■ Work instructions ■
An exact retyping of all lines below is the answer; pictures do not belong in it.

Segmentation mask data
________________
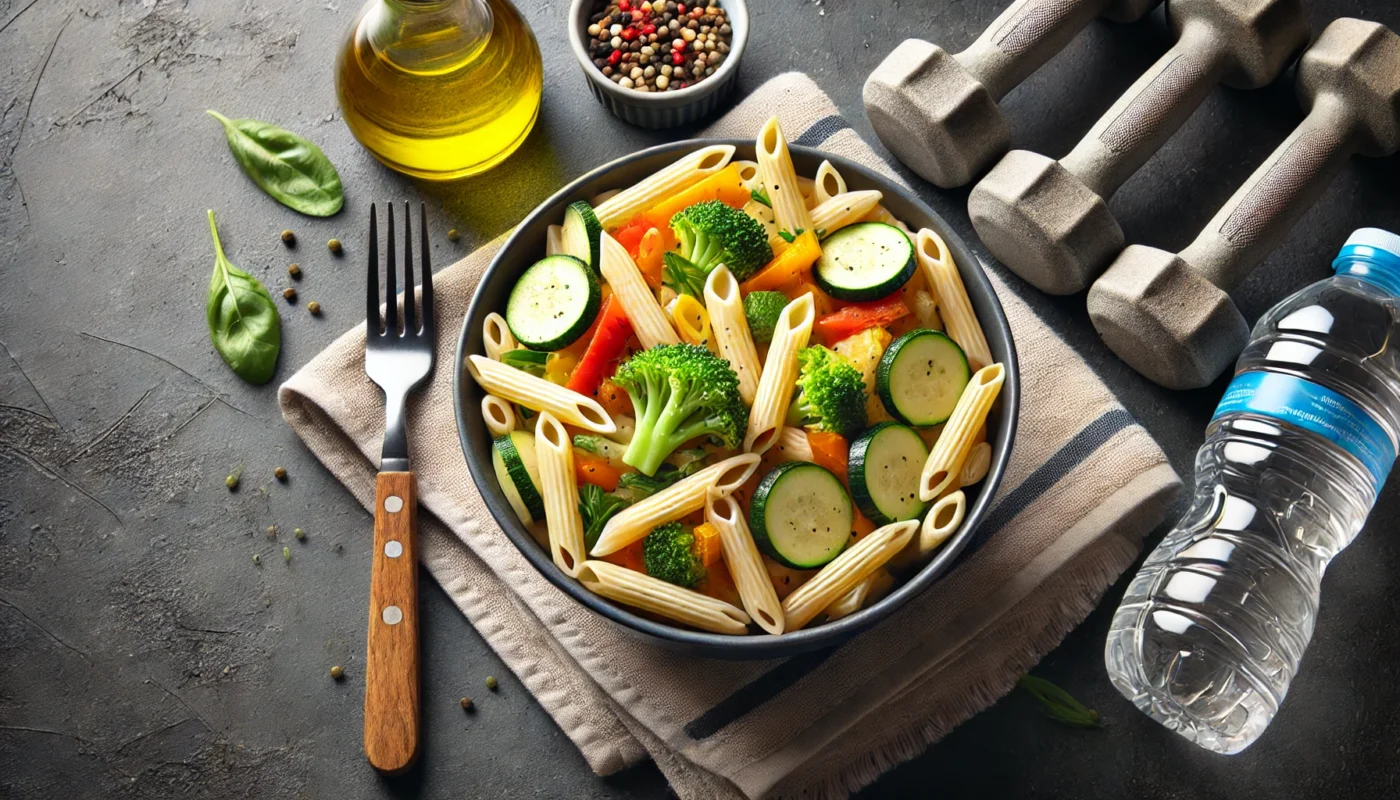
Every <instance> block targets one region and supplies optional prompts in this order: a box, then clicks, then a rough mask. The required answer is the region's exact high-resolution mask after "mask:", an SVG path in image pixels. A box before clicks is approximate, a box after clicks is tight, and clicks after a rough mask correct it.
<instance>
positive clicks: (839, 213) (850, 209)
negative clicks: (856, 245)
mask: <svg viewBox="0 0 1400 800" xmlns="http://www.w3.org/2000/svg"><path fill="white" fill-rule="evenodd" d="M882 196H883V195H881V193H879V192H876V191H875V189H862V191H860V192H846V193H843V195H837V196H834V198H832V199H829V200H826V202H823V203H822V205H819V206H818V207H815V209H812V230H813V231H816V235H819V237H826V235H830V234H833V233H836V231H839V230H841V228H844V227H846V226H848V224H854V223H858V221H861V220H862V219H865V216H867V214H869V210H871V209H874V207H875V206H878V205H879V200H881V198H882Z"/></svg>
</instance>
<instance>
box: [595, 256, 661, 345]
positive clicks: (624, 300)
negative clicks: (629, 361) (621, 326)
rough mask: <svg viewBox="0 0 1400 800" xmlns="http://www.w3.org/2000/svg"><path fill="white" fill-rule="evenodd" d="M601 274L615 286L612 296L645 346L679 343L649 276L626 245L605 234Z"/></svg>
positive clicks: (637, 335) (602, 257)
mask: <svg viewBox="0 0 1400 800" xmlns="http://www.w3.org/2000/svg"><path fill="white" fill-rule="evenodd" d="M602 273H603V279H605V280H606V282H608V284H609V286H612V290H613V297H616V298H617V301H619V303H622V308H623V311H626V312H627V319H629V321H630V322H631V329H633V331H634V332H636V333H637V340H638V342H641V346H643V347H655V346H657V345H679V343H680V339H679V338H678V336H676V329H675V328H672V326H671V322H669V321H668V319H666V312H665V310H662V307H661V304H659V303H657V296H655V294H652V293H651V287H650V286H647V279H645V277H643V276H641V270H640V269H637V262H634V261H631V256H630V255H627V248H624V247H622V244H620V242H619V241H617V240H615V238H612V235H609V234H606V233H605V234H603V235H602Z"/></svg>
________________
■ Answer area ■
Every <instance> block targets one region and supplies optional prompts in this order: a box, then clicks, then a rough mask. The required answer is the region's exact high-resolution mask after "mask:", an SVG path in image pixels. A box before clicks is approximate, a box after clicks is tight, and clicks after a rough mask correct it.
<instance>
positive clicks: (839, 213) (850, 209)
negative clicks: (856, 245)
mask: <svg viewBox="0 0 1400 800" xmlns="http://www.w3.org/2000/svg"><path fill="white" fill-rule="evenodd" d="M882 196H883V195H881V193H879V192H876V191H875V189H862V191H860V192H846V193H843V195H837V196H834V198H832V199H829V200H826V202H823V203H822V205H819V206H818V207H815V209H812V230H813V231H816V235H819V237H826V235H830V234H833V233H836V231H839V230H841V228H844V227H846V226H848V224H854V223H858V221H861V220H862V219H865V216H867V214H869V210H871V209H874V207H875V206H878V205H879V200H881V198H882Z"/></svg>
</instance>
<instance>
box: [595, 256, 661, 345]
positive clicks: (624, 300)
negative clicks: (629, 361) (621, 326)
rough mask: <svg viewBox="0 0 1400 800" xmlns="http://www.w3.org/2000/svg"><path fill="white" fill-rule="evenodd" d="M601 274L615 286L612 296L645 346L679 343L649 276L626 245L605 234Z"/></svg>
positive clicks: (637, 335) (602, 257)
mask: <svg viewBox="0 0 1400 800" xmlns="http://www.w3.org/2000/svg"><path fill="white" fill-rule="evenodd" d="M602 273H603V279H605V280H606V282H608V284H609V286H612V290H613V297H616V298H617V301H619V303H622V308H623V311H626V312H627V319H629V321H630V322H631V329H633V331H634V332H636V333H637V340H638V342H641V346H643V347H655V346H657V345H679V343H680V339H679V338H678V336H676V329H675V328H672V326H671V322H669V321H668V319H666V312H665V310H662V307H661V304H659V303H657V296H655V294H652V293H651V287H650V286H647V279H645V277H643V276H641V270H640V269H637V262H634V261H631V256H630V255H627V248H624V247H622V244H620V242H619V241H617V240H615V238H612V235H609V234H606V233H605V234H603V235H602Z"/></svg>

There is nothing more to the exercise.